REQUIRED ACTION ▸ Each line that contains the word "vertices" is to be copied from the records below.

Dataset entries
=====

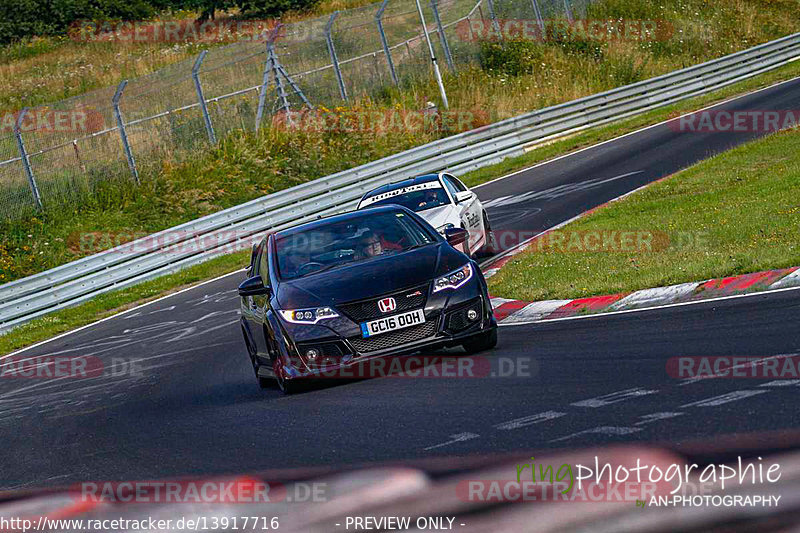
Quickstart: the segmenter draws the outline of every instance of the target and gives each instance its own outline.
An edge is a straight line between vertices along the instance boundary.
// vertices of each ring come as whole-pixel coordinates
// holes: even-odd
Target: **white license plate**
[[[388,331],[395,331],[410,326],[416,326],[425,322],[425,312],[416,309],[399,315],[387,316],[377,320],[361,323],[361,336],[365,339],[373,335],[379,335]]]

=====

ANSWER TO THE EXERCISE ▸
An edge is a straight line between vertices along the instance boundary.
// vertices of each ring come as whole-pixel coordinates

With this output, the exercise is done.